* **WHAT THE EXERCISE ASKS**
Copy all of the rows below, swapping each "instance" for "occurrence" and leaving everything else unchanged.
⁂
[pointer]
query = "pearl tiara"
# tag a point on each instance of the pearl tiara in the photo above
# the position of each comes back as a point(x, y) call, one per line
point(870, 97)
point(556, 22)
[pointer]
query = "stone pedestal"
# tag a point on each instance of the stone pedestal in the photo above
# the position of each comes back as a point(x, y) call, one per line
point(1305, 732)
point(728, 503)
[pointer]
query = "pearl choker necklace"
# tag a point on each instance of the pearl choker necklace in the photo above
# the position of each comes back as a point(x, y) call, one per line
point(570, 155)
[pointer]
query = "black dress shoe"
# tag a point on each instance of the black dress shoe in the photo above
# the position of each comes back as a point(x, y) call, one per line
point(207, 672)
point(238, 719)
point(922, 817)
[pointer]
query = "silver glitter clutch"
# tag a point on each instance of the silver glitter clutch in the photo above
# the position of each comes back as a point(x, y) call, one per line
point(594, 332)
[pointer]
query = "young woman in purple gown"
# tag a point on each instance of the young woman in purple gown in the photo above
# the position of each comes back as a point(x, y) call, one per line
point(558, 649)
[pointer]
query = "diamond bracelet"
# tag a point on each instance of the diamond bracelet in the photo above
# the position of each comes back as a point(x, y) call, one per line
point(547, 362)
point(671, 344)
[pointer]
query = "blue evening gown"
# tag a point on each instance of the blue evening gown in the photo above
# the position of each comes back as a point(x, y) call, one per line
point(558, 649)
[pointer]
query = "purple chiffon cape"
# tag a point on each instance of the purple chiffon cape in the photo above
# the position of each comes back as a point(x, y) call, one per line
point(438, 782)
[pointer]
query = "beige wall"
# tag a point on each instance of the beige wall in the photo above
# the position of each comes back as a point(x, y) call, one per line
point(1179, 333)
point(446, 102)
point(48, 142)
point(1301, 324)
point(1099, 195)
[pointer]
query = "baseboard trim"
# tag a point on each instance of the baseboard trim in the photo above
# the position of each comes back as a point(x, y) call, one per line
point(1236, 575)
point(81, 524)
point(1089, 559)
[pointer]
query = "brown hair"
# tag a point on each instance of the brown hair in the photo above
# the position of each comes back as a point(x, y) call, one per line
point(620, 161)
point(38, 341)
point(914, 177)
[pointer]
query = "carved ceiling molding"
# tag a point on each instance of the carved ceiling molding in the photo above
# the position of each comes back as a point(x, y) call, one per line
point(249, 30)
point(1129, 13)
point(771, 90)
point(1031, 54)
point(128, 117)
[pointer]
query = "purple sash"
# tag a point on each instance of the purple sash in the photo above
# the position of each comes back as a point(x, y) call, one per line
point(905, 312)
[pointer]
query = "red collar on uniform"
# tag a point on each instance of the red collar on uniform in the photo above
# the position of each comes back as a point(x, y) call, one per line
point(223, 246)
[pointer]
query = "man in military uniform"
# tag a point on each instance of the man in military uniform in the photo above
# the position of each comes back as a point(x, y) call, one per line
⁂
* **SOLUTION FOR THIS EXERCISE**
[pointer]
query = "pearl tiara"
# tag a point on each occurrence of the pearl tiara in the photo above
# the position of each comes back as a point(x, y) call, one per line
point(870, 97)
point(556, 22)
[pointer]
query = "stone pedestal"
# tag a point on each occurrence of the stone pedestal in the photo above
# the position of each comes back as a point(x, y) call, one per line
point(1305, 732)
point(728, 503)
[pointer]
query = "pearl choker necklace"
# tag a point on each occurrence of the pearl choker necklace in the photo above
# the position of each comes back as a point(x, y) call, one per line
point(570, 155)
[pointer]
query = "black dress shoe"
# tag a point on each occurrence of the black dress shoe in the photo above
# the position of each comes back as a point(x, y) call, one per line
point(207, 672)
point(238, 719)
point(922, 817)
[pointer]
query = "silver glitter clutch"
# tag a point on each occurrence of the silver glitter clutch in the photo above
# the position of each comes back as a point(x, y) call, one per line
point(594, 332)
[pointer]
query = "young woman in purple gown"
# tag a point on each occurrence of the young woman in purple gown in the photo above
# the position of each comes back as a point(x, y) call, one per line
point(558, 649)
[pointer]
query = "diamond bracelet"
# tag a point on each occurrence of the diamond bracelet in the photo above
# the position of each comes back as a point(x, y) call, one per line
point(547, 362)
point(671, 344)
[pointer]
query = "blue evening gown"
# tag a point on each occurrence of the blue evening gown in the photo above
# the position of each comes back as a point(x, y) call, one per line
point(558, 649)
[pointer]
query = "purple chiffon cape"
# tag a point on each occurrence of the purple chiffon cape in the photo above
# the position of each comes back as a point(x, y) call, one per line
point(438, 782)
[pointer]
query = "beige wall"
# tag a point on each occurrence of the beige wall in the photo above
# the position of each comes back as a point(x, y) call, one per line
point(1179, 333)
point(446, 102)
point(48, 142)
point(1301, 324)
point(1099, 195)
[pointer]
query = "baseboard trim"
# tag a point on each occurrence of the baseboard trim in the photo above
# the position of each comes back as a point(x, y) call, one per line
point(1236, 575)
point(81, 524)
point(1089, 559)
[pointer]
query = "brown hair"
# tag a point on each occurrence of the brown hair in the photo above
# the position of each comes back as a point(x, y) call, one per line
point(620, 161)
point(38, 341)
point(914, 177)
[pointer]
query = "carved ceiling molding"
# tag a point on each occurrence of the carved ceiling molding in the photo above
# the position of each comes back as a point(x, y) call, one per line
point(249, 30)
point(1129, 13)
point(771, 90)
point(1031, 54)
point(128, 117)
[pointer]
query = "purple sash"
# tag a point on each occurrence of the purple sash in the photo above
# the position of each comes back as a point(x, y) call, one per line
point(905, 312)
[pointer]
query = "red collar on uniform"
# tag a point on each occurrence of the red collar on uniform in the photo above
# the position of each comes back as a point(x, y) call, one per line
point(223, 246)
[pointer]
query = "man in military uniform"
# tag a point on each occurrence of the man in military uniform in the photo above
# the position of each comes back as a point(x, y) call, one per line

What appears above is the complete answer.